• **The exercise**:
Edit the records below by changing each instance of "tight rectangle" to "close-fitting box" and keeping everything else the same.

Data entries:
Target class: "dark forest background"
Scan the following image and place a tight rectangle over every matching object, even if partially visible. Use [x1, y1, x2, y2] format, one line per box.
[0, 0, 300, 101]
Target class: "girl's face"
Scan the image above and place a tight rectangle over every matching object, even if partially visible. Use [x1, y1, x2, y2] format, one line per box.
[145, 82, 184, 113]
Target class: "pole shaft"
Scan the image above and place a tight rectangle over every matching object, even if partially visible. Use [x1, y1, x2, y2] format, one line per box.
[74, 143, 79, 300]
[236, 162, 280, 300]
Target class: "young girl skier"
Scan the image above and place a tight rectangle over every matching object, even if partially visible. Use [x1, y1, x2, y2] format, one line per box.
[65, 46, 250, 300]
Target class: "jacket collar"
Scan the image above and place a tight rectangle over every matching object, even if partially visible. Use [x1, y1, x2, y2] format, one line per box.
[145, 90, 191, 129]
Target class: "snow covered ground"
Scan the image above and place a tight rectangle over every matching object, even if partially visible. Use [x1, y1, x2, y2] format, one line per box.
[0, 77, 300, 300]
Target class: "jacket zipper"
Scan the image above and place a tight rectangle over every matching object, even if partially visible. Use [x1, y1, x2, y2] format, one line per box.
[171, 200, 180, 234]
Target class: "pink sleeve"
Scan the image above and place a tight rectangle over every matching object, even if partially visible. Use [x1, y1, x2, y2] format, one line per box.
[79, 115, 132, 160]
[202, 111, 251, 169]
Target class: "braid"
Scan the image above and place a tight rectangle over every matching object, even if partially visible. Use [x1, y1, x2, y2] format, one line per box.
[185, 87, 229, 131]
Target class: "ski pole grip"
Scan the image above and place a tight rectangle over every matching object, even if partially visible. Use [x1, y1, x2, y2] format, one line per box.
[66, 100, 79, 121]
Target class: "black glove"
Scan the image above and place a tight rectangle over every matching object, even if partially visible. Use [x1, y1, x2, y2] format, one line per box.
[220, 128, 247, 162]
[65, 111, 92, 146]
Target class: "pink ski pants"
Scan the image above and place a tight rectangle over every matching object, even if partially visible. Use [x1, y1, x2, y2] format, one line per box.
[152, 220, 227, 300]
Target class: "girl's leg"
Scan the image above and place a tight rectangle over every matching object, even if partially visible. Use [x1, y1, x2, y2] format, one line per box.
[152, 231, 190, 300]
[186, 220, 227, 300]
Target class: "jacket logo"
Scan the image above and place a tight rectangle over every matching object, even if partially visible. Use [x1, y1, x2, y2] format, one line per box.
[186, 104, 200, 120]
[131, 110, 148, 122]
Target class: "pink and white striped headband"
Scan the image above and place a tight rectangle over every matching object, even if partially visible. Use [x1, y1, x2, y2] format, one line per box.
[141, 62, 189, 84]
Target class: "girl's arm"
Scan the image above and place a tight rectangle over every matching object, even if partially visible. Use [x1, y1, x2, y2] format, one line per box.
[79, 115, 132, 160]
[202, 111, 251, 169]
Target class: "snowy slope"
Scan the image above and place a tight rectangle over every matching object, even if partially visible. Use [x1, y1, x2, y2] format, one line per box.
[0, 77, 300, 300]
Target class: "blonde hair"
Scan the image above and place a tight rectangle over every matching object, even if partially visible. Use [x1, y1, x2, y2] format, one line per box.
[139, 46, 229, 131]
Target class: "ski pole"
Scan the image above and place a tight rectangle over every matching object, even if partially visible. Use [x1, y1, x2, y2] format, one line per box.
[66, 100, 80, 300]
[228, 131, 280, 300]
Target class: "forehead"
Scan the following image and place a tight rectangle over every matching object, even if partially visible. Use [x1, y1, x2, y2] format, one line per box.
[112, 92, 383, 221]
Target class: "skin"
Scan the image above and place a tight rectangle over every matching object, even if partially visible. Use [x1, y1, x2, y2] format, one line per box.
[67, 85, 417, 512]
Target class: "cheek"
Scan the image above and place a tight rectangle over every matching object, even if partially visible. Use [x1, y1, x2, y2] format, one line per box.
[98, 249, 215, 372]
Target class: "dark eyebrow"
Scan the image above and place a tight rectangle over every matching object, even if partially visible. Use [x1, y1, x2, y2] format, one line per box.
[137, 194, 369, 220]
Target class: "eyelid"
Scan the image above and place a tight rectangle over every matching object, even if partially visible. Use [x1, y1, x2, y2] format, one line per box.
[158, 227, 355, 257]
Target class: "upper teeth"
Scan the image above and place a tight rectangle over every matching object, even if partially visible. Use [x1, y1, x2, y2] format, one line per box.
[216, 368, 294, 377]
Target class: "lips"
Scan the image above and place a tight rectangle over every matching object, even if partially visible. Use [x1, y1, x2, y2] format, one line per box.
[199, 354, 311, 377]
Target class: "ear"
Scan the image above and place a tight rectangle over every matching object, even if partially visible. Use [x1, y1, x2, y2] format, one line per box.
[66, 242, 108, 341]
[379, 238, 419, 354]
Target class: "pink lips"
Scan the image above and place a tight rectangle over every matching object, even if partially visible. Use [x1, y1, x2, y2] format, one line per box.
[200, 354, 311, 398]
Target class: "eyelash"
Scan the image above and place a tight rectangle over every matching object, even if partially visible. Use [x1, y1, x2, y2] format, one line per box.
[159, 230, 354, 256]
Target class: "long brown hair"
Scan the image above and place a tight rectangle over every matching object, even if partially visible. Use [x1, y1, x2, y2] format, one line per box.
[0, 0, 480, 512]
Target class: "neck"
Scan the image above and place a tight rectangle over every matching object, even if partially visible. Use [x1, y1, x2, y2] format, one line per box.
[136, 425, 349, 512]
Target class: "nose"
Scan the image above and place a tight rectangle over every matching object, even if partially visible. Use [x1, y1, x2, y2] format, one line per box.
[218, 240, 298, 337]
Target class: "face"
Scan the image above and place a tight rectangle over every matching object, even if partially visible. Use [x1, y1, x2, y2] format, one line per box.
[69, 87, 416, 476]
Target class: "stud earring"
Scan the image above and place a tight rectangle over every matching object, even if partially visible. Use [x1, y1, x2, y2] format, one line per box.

• **Written response**:
Target class: "dark forest background"
Scan the following image and place a close-fitting box over every matching object, even if partially visible. Use [x1, y1, x2, y2] format, one line per box.
[0, 0, 300, 101]
Target class: "girl's face"
Scan the image above and place a close-fitting box over every matching object, even if partially visible. Use [x1, y1, x2, y2] format, one line per box.
[145, 82, 184, 113]
Target class: "pole shaft"
Scan the image above and place a close-fitting box over every matching object, even if partially visible. Use [x1, y1, x2, y2] format, one line per box.
[74, 143, 79, 300]
[236, 162, 280, 300]
Target class: "young girl skier"
Scan the image above and place a close-fitting box over every matching object, even if partially visible. Use [x1, y1, x2, y2] format, one line per box.
[65, 46, 250, 300]
Target class: "jacket collar"
Scan the image above and place a close-fitting box over every matching object, even if partially visible. Use [x1, y1, x2, y2] format, one line per box.
[145, 90, 191, 129]
Target class: "snow covered ground"
Scan the image above and place a close-fitting box over every matching object, even if partially visible. Use [x1, y1, x2, y2] format, one line per box.
[0, 77, 300, 300]
Target class: "jacket zipper"
Scan the image above and place a close-fitting box over every matching object, even if partially visible. Use [x1, y1, x2, y2] format, one line per box.
[171, 200, 180, 234]
Target class: "pink sleeve"
Scan the image above and place a close-fitting box over every matching object, even if partially visible. Use [x1, y1, x2, y2] format, one line per box.
[79, 115, 132, 160]
[202, 111, 251, 169]
Target class: "braid"
Scan the image above and place a close-fitting box over every matching object, even if partially visible. Use [x1, y1, x2, y2] format, one line per box.
[185, 87, 229, 131]
Target class: "ski pole grip"
Scan the image above and place a close-fitting box over every matching object, even if partially visible. Use [x1, y1, x2, y2] format, one line per box.
[66, 100, 79, 121]
Target class: "black glove"
Scan the image above and place a close-fitting box over every matching object, even if partially visible. Use [x1, y1, x2, y2] format, one line per box.
[220, 128, 247, 162]
[65, 111, 92, 146]
Target class: "pink ski pants"
Scan the image above and place a close-fitting box over every matching object, even if partially visible. Use [x1, y1, x2, y2] format, one line per box.
[152, 220, 227, 300]
Target class: "girl's leg"
Scan the image above and place a close-fitting box over every matching object, even if partially visible. Use [x1, y1, x2, y2] format, one line per box.
[152, 231, 190, 300]
[186, 220, 227, 300]
Target class: "jacket logo"
Scan the image above and place a close-fitting box over every matching object, even if partially visible. Use [x1, y1, x2, y2] format, one line per box.
[186, 104, 200, 120]
[131, 110, 148, 122]
Target class: "pink and white striped headband"
Scan the image above and place a close-fitting box over every matching object, even if partially visible. Use [x1, y1, x2, y2] format, one line per box.
[141, 62, 189, 84]
Target class: "girl's arm"
Scan the image above and place a close-fitting box over every matching object, even if partially visible. Use [x1, y1, x2, y2] format, one line per box.
[79, 115, 132, 160]
[202, 111, 251, 169]
Target class: "snowy slope"
Scan the image above and place a close-fitting box over every matching object, even if partially visible. Use [x1, y1, x2, y2] format, one line per box.
[0, 77, 300, 300]
Target class: "blonde hair"
Scan the image above and place a close-fitting box over every matching object, even if partially visible. Use [x1, y1, x2, y2] format, one line per box.
[139, 46, 229, 131]
Target class: "ski pole"
Scan the image above and place a close-fitting box over every matching object, even if partially visible. Use [x1, y1, x2, y2] format, one line per box.
[66, 100, 80, 300]
[228, 131, 280, 300]
Target class: "forehead"
Scan the following image and place a close-fitting box over every matching object, even if partially visible. Use [x1, y1, x2, y2] format, one line per box.
[112, 92, 383, 221]
Target class: "skin"
Scan the image above and place a close-fitting box over every matching object, even if partially visible. Use [x1, y1, x2, y2] format, one line per box.
[67, 85, 417, 512]
Target class: "cheek"
Scan the image above and place a close-fitting box over every matching object, even if partially visible. Use [x1, y1, x2, y2] format, one line per box.
[98, 249, 215, 372]
Target class: "dark eyebrow"
Scan the image above and place a close-fitting box over every matching object, even if partially visible. Use [x1, y1, x2, y2] format, one line per box.
[137, 194, 369, 220]
Target class: "eyelid"
Scan the image above and place a close-fitting box over every matching object, even if partially visible. Use [x1, y1, x2, y2] format, one line per box.
[158, 227, 355, 257]
Target class: "upper teeth"
Scan the image above and place a close-fitting box over every matching object, even if partially visible. Use [x1, y1, x2, y2] format, one line per box.
[216, 368, 294, 377]
Target class: "lips"
Scan the image above and place a close-fitting box over every matching object, even if partially visible. Use [x1, y1, x2, y2] format, one line per box.
[199, 354, 311, 377]
Target class: "ear"
Scan the image above and place a close-fitting box over every matching object, even if partially visible. Use [x1, y1, x2, y2] format, one line per box.
[66, 242, 108, 341]
[379, 238, 419, 354]
Target class: "pink lips"
Scan the image above and place a close-fitting box over every matching object, even if partially visible. Use [x1, y1, x2, y2] format, one line per box.
[200, 354, 311, 398]
Target class: "eyelash"
Scan the image above and place a close-fitting box over every matching object, even if partially visible. Use [x1, y1, x2, y2] format, one line per box.
[159, 230, 354, 256]
Target class: "long brown hair"
Scan the image above and place a close-fitting box over every matching object, even if partially visible. Use [x1, y1, x2, y2] format, one line per box.
[0, 0, 480, 512]
Target class: "neck"
Scan the image above and place a close-fitting box over every matching object, even if partially visible. Use [x1, y1, x2, y2] format, one line per box.
[136, 425, 349, 512]
Target class: "nose"
Scan the image above and place a close-fitting box over every matching object, even if partially visible. Use [x1, y1, x2, y2] format, one line per box.
[218, 240, 298, 337]
Target class: "face"
Scan the image above and place a close-fitting box over every matching object, even if partially visible. Use [x1, y1, x2, y2] format, one line per box.
[69, 87, 416, 476]
Target class: "stud earring"
Scan the image above and place a close-fitting box over every matching object, even if partially visible. Use [x1, y1, x2, y2] format, one line per box.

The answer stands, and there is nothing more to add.